#### TO DO:
Using the records below, write out again exactly the lines that begin at the line containing "For the field-scouting log, return for every instance of the sky" and end at the line containing "like [478, 476].", and no other lines.

#### INFORMATION SHOWN:

□ □ □ □ □ □ □

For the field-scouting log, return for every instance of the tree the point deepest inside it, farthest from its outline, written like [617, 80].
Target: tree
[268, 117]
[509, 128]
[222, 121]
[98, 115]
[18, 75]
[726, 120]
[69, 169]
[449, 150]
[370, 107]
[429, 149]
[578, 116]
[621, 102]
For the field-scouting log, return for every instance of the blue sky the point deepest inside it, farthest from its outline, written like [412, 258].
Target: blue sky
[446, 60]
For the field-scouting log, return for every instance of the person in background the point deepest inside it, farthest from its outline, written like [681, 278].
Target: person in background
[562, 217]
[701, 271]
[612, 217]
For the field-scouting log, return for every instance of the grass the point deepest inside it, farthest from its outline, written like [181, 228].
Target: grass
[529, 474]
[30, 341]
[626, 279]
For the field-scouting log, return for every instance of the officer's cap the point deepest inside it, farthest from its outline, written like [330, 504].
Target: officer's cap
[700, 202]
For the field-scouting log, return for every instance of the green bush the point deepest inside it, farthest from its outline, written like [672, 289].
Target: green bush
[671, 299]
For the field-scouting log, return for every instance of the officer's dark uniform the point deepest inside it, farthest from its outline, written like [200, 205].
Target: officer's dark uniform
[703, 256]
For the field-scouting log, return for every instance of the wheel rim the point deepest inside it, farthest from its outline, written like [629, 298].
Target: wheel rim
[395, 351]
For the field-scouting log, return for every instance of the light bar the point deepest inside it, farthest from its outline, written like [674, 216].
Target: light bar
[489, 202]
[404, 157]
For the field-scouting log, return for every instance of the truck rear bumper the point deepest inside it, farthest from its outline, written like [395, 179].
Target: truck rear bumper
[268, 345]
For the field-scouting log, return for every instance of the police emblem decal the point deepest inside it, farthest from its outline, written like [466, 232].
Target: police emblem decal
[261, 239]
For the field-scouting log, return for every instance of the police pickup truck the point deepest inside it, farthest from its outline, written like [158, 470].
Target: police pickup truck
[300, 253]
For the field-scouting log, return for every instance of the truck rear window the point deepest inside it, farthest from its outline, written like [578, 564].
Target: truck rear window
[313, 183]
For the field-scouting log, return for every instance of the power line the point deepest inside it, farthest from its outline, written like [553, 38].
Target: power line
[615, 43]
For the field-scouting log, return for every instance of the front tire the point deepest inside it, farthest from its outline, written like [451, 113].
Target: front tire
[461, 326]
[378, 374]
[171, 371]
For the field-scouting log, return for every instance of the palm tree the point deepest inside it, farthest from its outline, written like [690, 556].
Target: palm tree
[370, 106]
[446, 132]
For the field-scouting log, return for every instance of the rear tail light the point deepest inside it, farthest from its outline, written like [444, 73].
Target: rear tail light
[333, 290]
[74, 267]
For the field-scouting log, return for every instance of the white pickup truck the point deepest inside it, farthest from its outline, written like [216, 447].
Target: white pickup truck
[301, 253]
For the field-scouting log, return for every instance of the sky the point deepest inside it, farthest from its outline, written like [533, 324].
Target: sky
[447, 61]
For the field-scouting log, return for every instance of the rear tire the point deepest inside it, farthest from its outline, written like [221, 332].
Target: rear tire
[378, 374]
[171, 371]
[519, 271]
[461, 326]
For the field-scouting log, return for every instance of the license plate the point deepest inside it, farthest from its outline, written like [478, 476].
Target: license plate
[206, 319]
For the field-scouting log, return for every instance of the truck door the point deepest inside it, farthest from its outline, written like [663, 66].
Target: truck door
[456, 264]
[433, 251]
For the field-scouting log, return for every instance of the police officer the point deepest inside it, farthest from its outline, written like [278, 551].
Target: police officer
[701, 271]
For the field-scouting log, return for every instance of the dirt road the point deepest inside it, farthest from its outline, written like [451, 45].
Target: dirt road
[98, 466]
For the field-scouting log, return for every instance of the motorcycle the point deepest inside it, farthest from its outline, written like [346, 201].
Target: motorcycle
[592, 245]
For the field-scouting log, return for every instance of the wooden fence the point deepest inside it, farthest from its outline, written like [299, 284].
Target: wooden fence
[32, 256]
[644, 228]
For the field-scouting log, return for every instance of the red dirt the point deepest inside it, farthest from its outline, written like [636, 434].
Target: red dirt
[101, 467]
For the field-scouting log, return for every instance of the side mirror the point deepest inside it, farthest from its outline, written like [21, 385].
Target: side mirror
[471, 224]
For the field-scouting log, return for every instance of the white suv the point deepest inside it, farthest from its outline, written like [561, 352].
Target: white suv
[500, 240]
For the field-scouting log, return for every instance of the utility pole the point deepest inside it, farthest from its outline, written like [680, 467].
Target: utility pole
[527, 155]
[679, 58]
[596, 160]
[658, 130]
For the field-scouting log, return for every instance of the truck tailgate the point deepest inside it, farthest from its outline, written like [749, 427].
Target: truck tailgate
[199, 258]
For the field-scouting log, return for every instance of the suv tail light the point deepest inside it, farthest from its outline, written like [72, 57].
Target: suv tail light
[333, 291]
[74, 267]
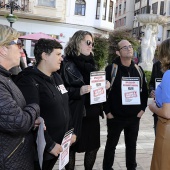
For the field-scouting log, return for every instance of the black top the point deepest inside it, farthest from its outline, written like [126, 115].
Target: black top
[45, 91]
[156, 73]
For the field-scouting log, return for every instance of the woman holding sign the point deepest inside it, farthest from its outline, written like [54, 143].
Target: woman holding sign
[41, 84]
[77, 66]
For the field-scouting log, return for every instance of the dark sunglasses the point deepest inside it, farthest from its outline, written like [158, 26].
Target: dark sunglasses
[16, 42]
[88, 42]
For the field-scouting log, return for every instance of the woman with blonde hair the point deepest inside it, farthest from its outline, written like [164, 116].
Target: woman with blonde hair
[77, 65]
[16, 118]
[160, 158]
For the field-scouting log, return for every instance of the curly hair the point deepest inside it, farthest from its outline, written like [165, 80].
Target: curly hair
[47, 46]
[73, 45]
[164, 54]
[7, 34]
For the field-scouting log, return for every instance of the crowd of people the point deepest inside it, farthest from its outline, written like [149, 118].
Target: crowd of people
[58, 89]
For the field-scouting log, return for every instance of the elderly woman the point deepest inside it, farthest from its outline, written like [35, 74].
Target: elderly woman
[160, 158]
[43, 85]
[16, 118]
[77, 65]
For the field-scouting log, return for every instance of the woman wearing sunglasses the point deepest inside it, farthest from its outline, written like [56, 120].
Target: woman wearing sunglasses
[16, 118]
[77, 65]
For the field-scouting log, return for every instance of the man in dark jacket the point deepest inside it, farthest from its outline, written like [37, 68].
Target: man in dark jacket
[120, 115]
[156, 73]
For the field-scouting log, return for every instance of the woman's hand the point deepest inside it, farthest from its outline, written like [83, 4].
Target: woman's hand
[56, 150]
[38, 122]
[107, 84]
[73, 139]
[85, 89]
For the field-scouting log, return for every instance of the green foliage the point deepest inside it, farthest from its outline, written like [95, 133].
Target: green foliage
[148, 77]
[117, 36]
[100, 51]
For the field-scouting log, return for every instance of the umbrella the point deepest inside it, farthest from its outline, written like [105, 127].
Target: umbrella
[37, 36]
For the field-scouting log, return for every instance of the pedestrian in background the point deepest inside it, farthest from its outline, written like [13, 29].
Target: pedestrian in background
[16, 118]
[156, 73]
[160, 157]
[41, 84]
[119, 116]
[77, 65]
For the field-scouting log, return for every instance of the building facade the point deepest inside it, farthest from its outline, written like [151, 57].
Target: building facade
[60, 18]
[124, 14]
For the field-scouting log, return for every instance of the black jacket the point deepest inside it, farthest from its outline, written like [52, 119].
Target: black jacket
[16, 121]
[79, 105]
[156, 73]
[44, 90]
[114, 101]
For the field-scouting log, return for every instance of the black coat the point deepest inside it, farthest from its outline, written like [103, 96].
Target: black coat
[44, 90]
[75, 72]
[16, 121]
[73, 81]
[156, 73]
[114, 101]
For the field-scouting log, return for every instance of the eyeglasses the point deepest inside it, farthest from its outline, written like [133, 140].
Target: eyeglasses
[16, 42]
[126, 47]
[88, 42]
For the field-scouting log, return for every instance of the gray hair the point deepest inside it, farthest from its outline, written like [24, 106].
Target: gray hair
[7, 34]
[73, 45]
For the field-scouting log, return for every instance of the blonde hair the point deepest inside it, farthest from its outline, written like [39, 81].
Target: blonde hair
[7, 34]
[72, 46]
[164, 54]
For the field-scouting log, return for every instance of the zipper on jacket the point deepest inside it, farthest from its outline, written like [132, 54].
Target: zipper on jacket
[23, 139]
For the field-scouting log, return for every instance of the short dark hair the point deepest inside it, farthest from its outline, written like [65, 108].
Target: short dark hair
[47, 46]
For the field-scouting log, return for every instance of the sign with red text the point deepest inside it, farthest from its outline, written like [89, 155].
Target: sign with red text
[130, 91]
[98, 87]
[64, 155]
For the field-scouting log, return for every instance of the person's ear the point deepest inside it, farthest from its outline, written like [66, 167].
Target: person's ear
[3, 51]
[118, 53]
[44, 56]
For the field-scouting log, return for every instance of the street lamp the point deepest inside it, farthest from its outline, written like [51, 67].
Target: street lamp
[12, 6]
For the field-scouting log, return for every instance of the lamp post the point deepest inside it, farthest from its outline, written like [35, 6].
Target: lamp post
[11, 18]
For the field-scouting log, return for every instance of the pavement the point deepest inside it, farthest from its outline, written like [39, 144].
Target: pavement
[144, 147]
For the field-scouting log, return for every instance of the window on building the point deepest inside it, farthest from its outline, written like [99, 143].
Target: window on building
[143, 10]
[110, 11]
[136, 1]
[80, 7]
[120, 7]
[136, 12]
[124, 6]
[98, 9]
[162, 8]
[124, 21]
[155, 8]
[168, 33]
[49, 3]
[104, 9]
[116, 11]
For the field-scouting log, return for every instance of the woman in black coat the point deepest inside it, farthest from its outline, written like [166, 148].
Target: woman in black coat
[43, 85]
[77, 65]
[17, 119]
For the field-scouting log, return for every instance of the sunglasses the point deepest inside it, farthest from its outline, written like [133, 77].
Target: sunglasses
[88, 42]
[126, 48]
[16, 42]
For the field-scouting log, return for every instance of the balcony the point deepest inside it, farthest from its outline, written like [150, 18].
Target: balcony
[27, 9]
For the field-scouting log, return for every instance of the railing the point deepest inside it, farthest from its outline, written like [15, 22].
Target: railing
[22, 5]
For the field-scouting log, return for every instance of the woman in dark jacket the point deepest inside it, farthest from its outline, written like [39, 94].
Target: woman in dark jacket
[77, 65]
[43, 85]
[16, 118]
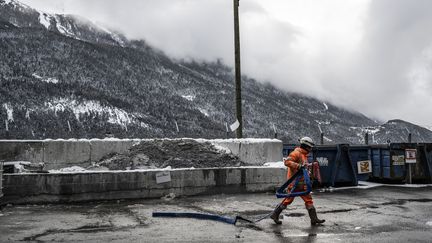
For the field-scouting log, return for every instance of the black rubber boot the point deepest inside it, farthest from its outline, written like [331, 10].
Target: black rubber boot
[314, 218]
[276, 212]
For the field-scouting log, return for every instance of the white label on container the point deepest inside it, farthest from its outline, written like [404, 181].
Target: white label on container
[162, 177]
[364, 166]
[410, 156]
[322, 161]
[398, 160]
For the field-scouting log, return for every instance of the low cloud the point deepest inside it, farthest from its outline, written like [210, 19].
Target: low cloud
[374, 57]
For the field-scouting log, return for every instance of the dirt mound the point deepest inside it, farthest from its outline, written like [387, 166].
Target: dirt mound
[178, 153]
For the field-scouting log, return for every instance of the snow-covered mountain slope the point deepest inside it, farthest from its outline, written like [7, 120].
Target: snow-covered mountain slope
[62, 80]
[22, 15]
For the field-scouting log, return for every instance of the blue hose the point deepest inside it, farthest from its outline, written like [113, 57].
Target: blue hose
[200, 216]
[280, 193]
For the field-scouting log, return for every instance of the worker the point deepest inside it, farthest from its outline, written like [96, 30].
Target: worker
[295, 161]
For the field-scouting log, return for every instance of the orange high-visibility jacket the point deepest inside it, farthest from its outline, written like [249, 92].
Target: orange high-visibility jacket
[296, 157]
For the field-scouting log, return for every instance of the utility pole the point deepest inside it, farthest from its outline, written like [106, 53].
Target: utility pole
[239, 130]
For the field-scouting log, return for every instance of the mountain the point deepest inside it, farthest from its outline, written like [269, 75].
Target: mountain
[65, 77]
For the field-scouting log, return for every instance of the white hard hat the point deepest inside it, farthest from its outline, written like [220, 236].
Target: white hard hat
[307, 141]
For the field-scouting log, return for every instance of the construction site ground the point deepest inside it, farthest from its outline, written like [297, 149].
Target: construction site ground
[379, 214]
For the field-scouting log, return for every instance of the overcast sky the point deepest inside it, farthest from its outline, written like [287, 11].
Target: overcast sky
[373, 56]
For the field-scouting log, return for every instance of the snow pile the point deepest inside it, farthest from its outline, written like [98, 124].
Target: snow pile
[176, 153]
[68, 169]
[47, 80]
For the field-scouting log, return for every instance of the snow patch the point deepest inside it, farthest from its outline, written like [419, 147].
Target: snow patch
[68, 169]
[9, 112]
[189, 97]
[62, 29]
[115, 36]
[325, 106]
[44, 19]
[163, 70]
[203, 111]
[222, 149]
[115, 115]
[47, 80]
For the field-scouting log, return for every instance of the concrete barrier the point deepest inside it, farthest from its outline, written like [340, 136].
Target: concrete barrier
[61, 153]
[76, 187]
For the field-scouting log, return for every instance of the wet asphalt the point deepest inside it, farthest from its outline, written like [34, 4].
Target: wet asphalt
[380, 214]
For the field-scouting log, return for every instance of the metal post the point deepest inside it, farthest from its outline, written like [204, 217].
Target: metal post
[239, 130]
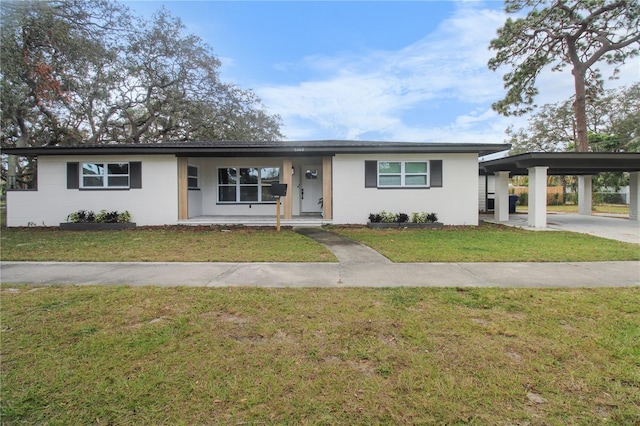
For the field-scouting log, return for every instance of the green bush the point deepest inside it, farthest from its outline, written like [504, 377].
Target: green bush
[84, 216]
[523, 199]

□ □ □ □ □ □ □

#### SOLUTION TO THIS PROBLEM:
For the field-scouting log, return for every instance of the sky the point deepest inside it, farthest from its outline, written like [533, 324].
Target: sky
[447, 61]
For the field-scouting log, return for every instance of the rear tire the point deepest inside it, farthest from its outline, written like [221, 332].
Target: rear tire
[378, 374]
[171, 371]
[519, 271]
[461, 326]
For the field-scouting log, return for every instance of the license plate the point deepest inside it, farthest from its outline, written like [478, 476].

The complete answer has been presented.